Work required:
Your task is to repeat the entries below exactly and to leave their images out.

── Provided records ──

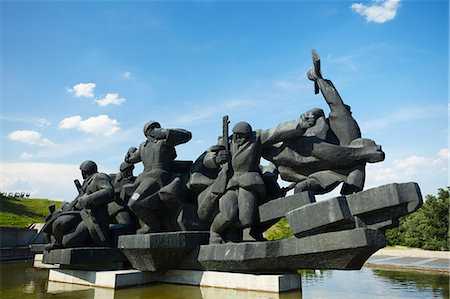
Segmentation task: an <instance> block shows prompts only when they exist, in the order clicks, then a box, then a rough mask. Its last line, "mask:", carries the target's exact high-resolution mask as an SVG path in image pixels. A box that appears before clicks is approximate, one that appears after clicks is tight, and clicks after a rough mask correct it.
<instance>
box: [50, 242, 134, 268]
mask: <svg viewBox="0 0 450 299" xmlns="http://www.w3.org/2000/svg"><path fill="white" fill-rule="evenodd" d="M42 262H43V263H45V264H58V265H60V267H61V268H66V269H77V270H89V271H91V270H95V271H100V270H117V269H127V268H130V265H129V262H128V260H127V258H126V257H125V256H124V255H123V253H122V252H121V251H120V250H119V249H117V248H109V247H86V248H66V249H53V250H51V251H44V255H43V258H42Z"/></svg>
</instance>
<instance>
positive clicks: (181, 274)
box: [49, 269, 301, 293]
mask: <svg viewBox="0 0 450 299" xmlns="http://www.w3.org/2000/svg"><path fill="white" fill-rule="evenodd" d="M49 282H64V283H66V284H75V285H83V286H95V287H103V288H112V289H117V288H123V287H130V286H137V285H143V284H148V283H151V282H163V283H173V284H185V285H194V286H200V287H214V288H226V289H239V290H254V291H263V292H274V293H280V292H285V291H290V290H295V289H297V290H298V289H300V288H301V281H300V275H298V274H296V273H295V274H262V275H257V274H246V273H230V272H215V271H193V270H169V271H164V272H154V273H152V272H142V271H138V270H116V271H83V270H70V269H52V270H50V272H49ZM60 289H61V287H60Z"/></svg>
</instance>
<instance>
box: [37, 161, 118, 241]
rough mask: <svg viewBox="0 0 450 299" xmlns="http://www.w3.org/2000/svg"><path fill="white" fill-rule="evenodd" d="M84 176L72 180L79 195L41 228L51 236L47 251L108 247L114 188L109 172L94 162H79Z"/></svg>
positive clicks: (53, 216) (66, 204) (90, 161)
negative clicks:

───

Answer space:
Segmentation task: an <instance> block shows prompts only when they exist, in the order clicks, then a box, then a rough mask. Its last line, "mask:", carries the target's exact high-resolution mask as an SVG path in image pixels. A box that appears before clicks is approximate, one that appears after clicks is tight, and clicks after a rough mask correct it.
<instance>
box: [50, 242, 134, 268]
mask: <svg viewBox="0 0 450 299" xmlns="http://www.w3.org/2000/svg"><path fill="white" fill-rule="evenodd" d="M42 262H43V263H45V264H58V265H60V267H61V268H66V269H77V270H89V271H91V270H95V271H100V270H117V269H127V268H130V265H129V262H128V260H127V258H126V257H125V256H124V255H123V253H122V252H121V251H120V250H119V249H117V248H109V247H86V248H66V249H53V250H51V251H44V255H43V258H42Z"/></svg>
</instance>
<instance>
positive clicks: (181, 274)
box: [49, 269, 301, 293]
mask: <svg viewBox="0 0 450 299" xmlns="http://www.w3.org/2000/svg"><path fill="white" fill-rule="evenodd" d="M49 282H64V283H66V284H75V285H83V286H95V287H103V288H112V289H117V288H123V287H130V286H137V285H143V284H148V283H151V282H163V283H173V284H185V285H194V286H200V287H214V288H226V289H239V290H254V291H263V292H274V293H280V292H285V291H290V290H295V289H297V290H298V289H300V288H301V281H300V275H298V274H296V273H295V274H262V275H257V274H246V273H230V272H215V271H193V270H169V271H164V272H154V273H152V272H142V271H138V270H116V271H83V270H70V269H52V270H50V272H49ZM60 289H61V287H60Z"/></svg>
</instance>
<instance>
box: [37, 161, 118, 241]
rough mask: <svg viewBox="0 0 450 299" xmlns="http://www.w3.org/2000/svg"><path fill="white" fill-rule="evenodd" d="M84 176L72 180L79 195L41 228L51 236L47 251L108 247L114 188L109 172L94 162H79Z"/></svg>
positive clicks: (53, 216) (66, 204) (90, 161)
negative clicks:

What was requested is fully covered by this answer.